→ ЧТО НУЖНО СДЕЛАТЬ
В каком году, согласно тексту об одностишиях, вышел седьмой номер «Московского журнала» с циклом эпитафий Николая Карамзина?

→ ВЫБРАННЫЙ ТЕКСТ
——————

Ловушка Джокера — история Арлекина Ненависти от Фингера до Леджера
Женщина, которая выжила — Мама Гарри Поттера Джоан К. Роулинг
По следам забытого царства — магический реализм Хулио Кортасара
Одностишия. Как самый мрачный жанр превратился в чистый стеб. И похоже, это навсегда
Эх, Вишневский, Вишневский… Знал ли ты, что недрогнувшей рукой уничтожаешь масштабное явление, которое существовало веками в неизменном виде? Все, теперь в русскоязычной поэзии его в прежнем виде не существует.
А ведь как торжественно все начиналось! В 1792 году вышел седьмой номер “Московского журнала”, в котором читатель смог ознакомиться с с циклом эпитафий, составленных Николаем Карамзиным для некой скорбящей матери, потерявшей двухлетнюю дочь.
Первая эпитафия в этом цикле состояла из четырех строк, дальше шли три двустишия. а завершалось все моностихом следующего содержания: “Покойся, милый прах, до радостного утра!” Именно его, поясняет Карамзин, и утвердила страдалица.
Шесть печальных слов ознаменовали собой воцарение на русской почве классического античного моностиха. Отечественная поэзия тут же подхватила этот жанр и с тех пор стала регулярно снабжать публику новыми шедеврами.
В 1804 году граф Дмитрий Хвостов, например, напечатал в журнале эпитафию последнему польскому королю Станиславу Понятовскому: “Се на чужом брегу кормило корабля!”

——————

→ ФРАГМЕНТ ДАННЫХ
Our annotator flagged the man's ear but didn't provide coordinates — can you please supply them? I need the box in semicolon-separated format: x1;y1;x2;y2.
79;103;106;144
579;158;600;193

——————

→ РЕШЕНИЕ НИЖЕ
Седьмой номер «Московского журнала» вышел в 1792 году.